SHORT TASK: Your job is to restate each entry word for word.

_ _ _

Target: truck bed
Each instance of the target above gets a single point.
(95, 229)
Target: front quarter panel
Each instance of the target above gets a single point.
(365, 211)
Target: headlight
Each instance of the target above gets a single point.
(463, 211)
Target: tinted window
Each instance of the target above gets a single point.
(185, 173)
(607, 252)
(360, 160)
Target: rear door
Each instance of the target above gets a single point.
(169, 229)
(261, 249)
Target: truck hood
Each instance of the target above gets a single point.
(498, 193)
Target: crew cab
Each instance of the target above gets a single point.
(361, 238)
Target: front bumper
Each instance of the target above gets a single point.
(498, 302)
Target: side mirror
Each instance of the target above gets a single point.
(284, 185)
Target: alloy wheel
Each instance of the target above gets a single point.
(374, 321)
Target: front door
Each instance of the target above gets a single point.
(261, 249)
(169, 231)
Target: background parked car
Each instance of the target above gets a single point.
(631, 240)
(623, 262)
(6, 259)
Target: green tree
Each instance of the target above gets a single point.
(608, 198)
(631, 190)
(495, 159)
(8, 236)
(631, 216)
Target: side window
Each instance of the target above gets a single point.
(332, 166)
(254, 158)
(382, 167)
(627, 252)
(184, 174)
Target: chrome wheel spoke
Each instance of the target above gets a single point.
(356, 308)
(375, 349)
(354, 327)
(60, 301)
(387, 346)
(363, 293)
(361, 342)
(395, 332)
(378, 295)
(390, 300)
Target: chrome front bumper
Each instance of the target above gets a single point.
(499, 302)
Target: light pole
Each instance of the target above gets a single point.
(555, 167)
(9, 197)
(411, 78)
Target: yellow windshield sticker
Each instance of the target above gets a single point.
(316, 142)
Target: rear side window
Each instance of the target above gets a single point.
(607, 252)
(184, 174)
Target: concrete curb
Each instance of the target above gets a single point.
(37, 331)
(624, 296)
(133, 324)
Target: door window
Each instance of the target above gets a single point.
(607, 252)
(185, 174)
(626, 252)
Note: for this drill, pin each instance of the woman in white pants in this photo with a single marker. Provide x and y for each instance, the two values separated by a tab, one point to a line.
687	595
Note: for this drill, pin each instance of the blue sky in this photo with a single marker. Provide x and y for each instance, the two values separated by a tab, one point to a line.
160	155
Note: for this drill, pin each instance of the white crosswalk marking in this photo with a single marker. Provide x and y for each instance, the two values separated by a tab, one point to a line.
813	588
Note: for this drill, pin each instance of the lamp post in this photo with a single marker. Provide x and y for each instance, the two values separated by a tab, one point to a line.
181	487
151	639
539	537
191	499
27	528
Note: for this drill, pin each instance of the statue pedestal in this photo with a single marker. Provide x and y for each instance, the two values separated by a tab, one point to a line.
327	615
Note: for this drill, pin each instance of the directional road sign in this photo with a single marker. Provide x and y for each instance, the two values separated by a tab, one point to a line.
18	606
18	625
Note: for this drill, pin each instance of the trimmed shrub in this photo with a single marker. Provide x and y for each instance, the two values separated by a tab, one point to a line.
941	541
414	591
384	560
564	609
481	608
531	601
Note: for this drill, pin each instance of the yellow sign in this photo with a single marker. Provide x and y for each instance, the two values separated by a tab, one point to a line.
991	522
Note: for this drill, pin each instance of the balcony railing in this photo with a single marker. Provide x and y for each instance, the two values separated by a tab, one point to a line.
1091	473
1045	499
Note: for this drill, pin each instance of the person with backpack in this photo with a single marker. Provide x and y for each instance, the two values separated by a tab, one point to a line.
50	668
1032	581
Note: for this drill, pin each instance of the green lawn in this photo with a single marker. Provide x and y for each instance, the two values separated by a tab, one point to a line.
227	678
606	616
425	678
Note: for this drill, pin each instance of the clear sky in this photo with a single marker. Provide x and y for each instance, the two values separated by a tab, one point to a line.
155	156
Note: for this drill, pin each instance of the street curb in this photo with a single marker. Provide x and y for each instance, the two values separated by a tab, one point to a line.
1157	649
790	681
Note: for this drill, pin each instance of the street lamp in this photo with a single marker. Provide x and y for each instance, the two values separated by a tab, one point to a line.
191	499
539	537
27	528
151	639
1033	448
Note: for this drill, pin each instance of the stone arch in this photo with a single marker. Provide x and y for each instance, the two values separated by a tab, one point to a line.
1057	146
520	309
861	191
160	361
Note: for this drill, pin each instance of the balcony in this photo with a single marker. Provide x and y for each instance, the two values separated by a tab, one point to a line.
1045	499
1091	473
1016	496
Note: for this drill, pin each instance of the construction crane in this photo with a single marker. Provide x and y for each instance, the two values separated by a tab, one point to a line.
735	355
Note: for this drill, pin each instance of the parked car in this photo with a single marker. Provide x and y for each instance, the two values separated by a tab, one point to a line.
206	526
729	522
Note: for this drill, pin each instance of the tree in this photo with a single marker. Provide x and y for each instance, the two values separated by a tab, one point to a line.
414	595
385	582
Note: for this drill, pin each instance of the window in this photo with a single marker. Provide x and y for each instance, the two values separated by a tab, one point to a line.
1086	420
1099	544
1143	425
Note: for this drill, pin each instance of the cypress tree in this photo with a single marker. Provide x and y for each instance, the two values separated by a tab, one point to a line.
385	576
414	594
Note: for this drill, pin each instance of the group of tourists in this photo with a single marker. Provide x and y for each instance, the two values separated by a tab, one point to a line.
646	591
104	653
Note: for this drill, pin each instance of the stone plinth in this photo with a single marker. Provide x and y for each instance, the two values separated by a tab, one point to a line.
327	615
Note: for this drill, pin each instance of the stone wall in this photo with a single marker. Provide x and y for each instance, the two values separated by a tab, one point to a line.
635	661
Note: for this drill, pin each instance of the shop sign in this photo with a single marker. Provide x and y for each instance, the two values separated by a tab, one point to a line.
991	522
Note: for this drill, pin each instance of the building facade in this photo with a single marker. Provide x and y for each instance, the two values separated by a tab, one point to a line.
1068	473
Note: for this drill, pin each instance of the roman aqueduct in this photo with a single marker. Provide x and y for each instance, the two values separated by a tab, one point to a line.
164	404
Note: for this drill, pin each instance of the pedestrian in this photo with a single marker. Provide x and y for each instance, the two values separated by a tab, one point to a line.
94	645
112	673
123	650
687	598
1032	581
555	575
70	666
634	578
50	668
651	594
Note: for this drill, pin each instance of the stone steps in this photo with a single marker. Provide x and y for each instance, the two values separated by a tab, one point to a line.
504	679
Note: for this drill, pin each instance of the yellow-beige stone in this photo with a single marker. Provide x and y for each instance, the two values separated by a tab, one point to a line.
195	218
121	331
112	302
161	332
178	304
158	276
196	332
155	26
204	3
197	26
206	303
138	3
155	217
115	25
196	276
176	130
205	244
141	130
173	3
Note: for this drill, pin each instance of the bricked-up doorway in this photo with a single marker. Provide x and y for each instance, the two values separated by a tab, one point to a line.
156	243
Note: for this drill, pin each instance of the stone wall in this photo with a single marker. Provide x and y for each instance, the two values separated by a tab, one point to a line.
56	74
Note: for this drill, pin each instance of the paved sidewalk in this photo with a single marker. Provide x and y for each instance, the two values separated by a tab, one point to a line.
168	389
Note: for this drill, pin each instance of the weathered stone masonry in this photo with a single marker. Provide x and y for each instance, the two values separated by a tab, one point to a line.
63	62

_ _ _

COMPLETED EXERCISE:
Target: truck bed
Each instance of the target above gets a single point.
(95, 229)
Target: front quarter panel
Each instance of the target above gets a single point.
(365, 211)
Target: headlight
Each instance of the target above gets a single point.
(463, 211)
Target: tinted window
Each instance of the target above gets a single point.
(185, 173)
(607, 252)
(360, 160)
Target: rear door
Each instance of the target above gets a single point.
(169, 229)
(261, 249)
Target: truck hood
Each instance of the target above gets a single point.
(498, 193)
Target: crew cab
Each instance of the target above gets a single point.
(361, 238)
Target: front bumper
Each instance of the target above gets a single point.
(498, 302)
Target: side mirror
Each instance of the target above gets a single point.
(284, 185)
Target: alloy wheel
Each instance of the target above gets a single point.
(374, 321)
Target: front door
Each instance of the target above gets a single point.
(261, 249)
(169, 231)
Target: background parked car
Each instance of the target above gets a single point.
(631, 240)
(623, 262)
(6, 259)
Target: green tree
Each instance of the target above gets a single point.
(608, 198)
(631, 190)
(495, 159)
(8, 236)
(631, 216)
Target: side window
Each instance of the target above gets a single point.
(332, 166)
(254, 158)
(382, 167)
(627, 252)
(184, 174)
Target: chrome wheel spoke
Each instance of the target above gets a single point.
(356, 308)
(375, 349)
(354, 327)
(60, 301)
(387, 346)
(363, 293)
(361, 342)
(395, 332)
(378, 295)
(390, 300)
Target: chrome front bumper
Each instance of the target above gets a single point.
(499, 302)
Target: light pole
Each instance of the target above gets a single point.
(555, 167)
(9, 197)
(411, 78)
Target: yellow windshield sticker
Each instance of the target above gets a single point.
(316, 142)
Target: rear side window
Each instance of the target above gets a single point.
(607, 252)
(184, 174)
Target: concrete curb
Each instance of the target above gets a single point.
(37, 331)
(624, 296)
(133, 324)
Target: door window
Each instance of the target above gets a single point.
(607, 252)
(185, 174)
(626, 252)
Note: for this drill, pin each instance of the woman in white pants in this photo with a single marker. Provide x and y for each instance, the two values separated by a tab, one point to a line.
687	595
Note: for this drill, pin each instance of the blue sky in this photo with a single marker. Provide x and y for each instance, the two values separated by a tab, one point to a line.
160	155
Note: for this drill, pin each instance of the white crosswalk marking in this photo with a single marker. Provide x and y for each instance, the two values separated by a tab, one point to a line.
813	588
Note: for this drill, pin each instance of the lamp post in this photo with a single marker. Provide x and y for each instance, the two values separated by a tab, one point to a line.
181	487
151	639
539	537
191	499
27	528
Note: for this drill, pin each instance of the statue pedestal in this photo with a single marker. Provide x and y for each instance, the two values separated by a tab, one point to a line.
327	615
Note: for this drill, pin each instance of the directional road sign in this photo with a single marker. Provide x and y for each instance, the two values separated by a tab, one point to a line.
18	606
18	625
Note: for this drill, pin each instance of the trimmed shrub in this photo with a single marker. Provide x and y for each instance, the two values separated by a tab, one point to a line.
941	541
414	591
384	560
564	609
481	608
531	601
Note: for this drill, pin each instance of the yellow sign in this photo with a single marker. Provide x and y for each instance, the two values separated by a tab, one point to a line.
991	522
Note: for this drill, pin each instance of the balcony railing in this photo with a single marker. Provide x and y for each instance, the two values separated by a tab, one point to a line.
1091	473
1045	499
Note: for this drill, pin each instance of the person with backpack in this photo with a single marker. Provide x and y for each instance, the two values separated by a tab, one point to a line.
50	668
1032	581
Note: for this drill, pin each instance of the green lawn in this photo with a single marker. Provide x and y for each instance, the two values separated by a tab, one point to a line.
227	678
606	616
425	678
Note: for this drill, pin each instance of the clear sky in this photo with a single marker. Provide x and y for each instance, the two values separated by a tab, one point to a line.
155	156
Note: for this drill, pin each instance of the street curb in this photo with a single marker. Provide x and y for each instance, the two values separated by a tab, one point to a line.
1157	649
790	681
Note: for this drill, pin each instance of the street lamp in this photo with a single marker. Provide x and y for each instance, the two values separated by a tab, one point to a line.
191	499
539	537
27	528
151	639
1033	448
Note: for this drill, pin each instance of the stone arch in this photo with a single marker. Provide x and y for each instance, the two values separated by a tab, one point to a line.
1057	146
520	309
861	191
160	361
Note: for this drill, pin each instance of the balcony in this photo with a single marker. Provide x and y for each instance, the two values separated by a tab, one point to a line.
1045	499
1091	473
1016	496
Note: for this drill, pin each instance of the construction crane in this photo with a single marker. Provide x and y for each instance, the two values separated by a tab, one point to a line.
735	355
Note: for this drill, pin each instance of the parked car in this photo with a single marker. Provide x and y for each instance, the two values separated by a tab, one point to a line.
206	526
729	522
Note: for this drill, pin each instance of the tree in this photo with a single marker. Provide x and y for each instance, the two values separated by a tab, one point to a line.
414	595
385	582
Note: for this drill, pin each instance of the window in this photo with a single marker. Provide x and y for each instance, the two values separated by a tab, one point to a line.
1086	420
1099	544
1143	425
Note: for this drill, pin each instance of the cypress tree in this photo with a single marker. Provide x and y for each instance, the two values separated by a tab, one point to a line.
385	576
414	594
Note: for this drill, pin each instance of the group of tourists in this photo with a single marker. Provide x and y for each instance, the two values separated by a tab, one point to a line.
646	591
104	653
Note: for this drill, pin each instance of the stone plinth in this photo with a single marker. Provide x and y for each instance, the two values separated by a tab, one point to a line.
327	615
Note: for this drill, pin each instance of the stone wall in this photo with a single marker. Provide x and y for each instance, the two values separated by a tab, one point to a line.
635	661
Note: for this drill, pin each instance of the shop sign in this photo with a single marker. Provide x and y for each instance, the two values separated by a tab, one point to a line.
991	522
Note: for this drill, pin each instance of the building facade in this photo with a single marker. Provide x and y for each instance, the two values separated by a tab, one point to a line.
1068	473
Note: for this drill, pin each instance of the roman aqueduct in this photo with a single marker. Provide x and y for each instance, the two values separated by a tab, one point to a line.
164	404
Note: for this drill, pin each instance of the pedestrian in this photo with a single marker. Provide x and y for each instance, the two values separated by a tab, one point to a line.
94	645
112	673
123	650
687	598
1032	581
555	575
70	666
634	578
50	668
651	594
Note: for this drill, pin each instance of the stone steps in this photo with a single marker. Provide x and y for each instance, the two values separated by a tab, one point to a line.
504	679
Note: for this drill, pin each instance of the yellow-beige stone in this photo with a single marker. Provide x and y for each instance, the two values separated by a tab, one point to a line.
195	218
121	331
112	302
161	332
178	304
158	276
196	332
155	26
204	3
197	26
206	303
138	3
155	217
115	25
196	276
176	130
205	244
141	130
173	3
Note: for this drill, pin each instance of the bricked-up doorway in this photo with a single marker. Provide x and y for each instance, the two values separated by a tab, one point to a line.
156	243
Note: for this drill, pin each instance of the stone wall in this photo with a single marker. Provide x and y for each instance, the two values separated by a tab, one point to a line.
56	74
Note: for this drill, pin each instance of the paved sidewalk in this photo with a single marker. Provide x and y for each instance, the two values separated by a tab, one point to a line.
168	389
Note: for this drill, pin each instance of the weathered stone masonry in this photo with a single marker. Provide x and y for each instance, the two values separated by a tab, one point to a line.
63	62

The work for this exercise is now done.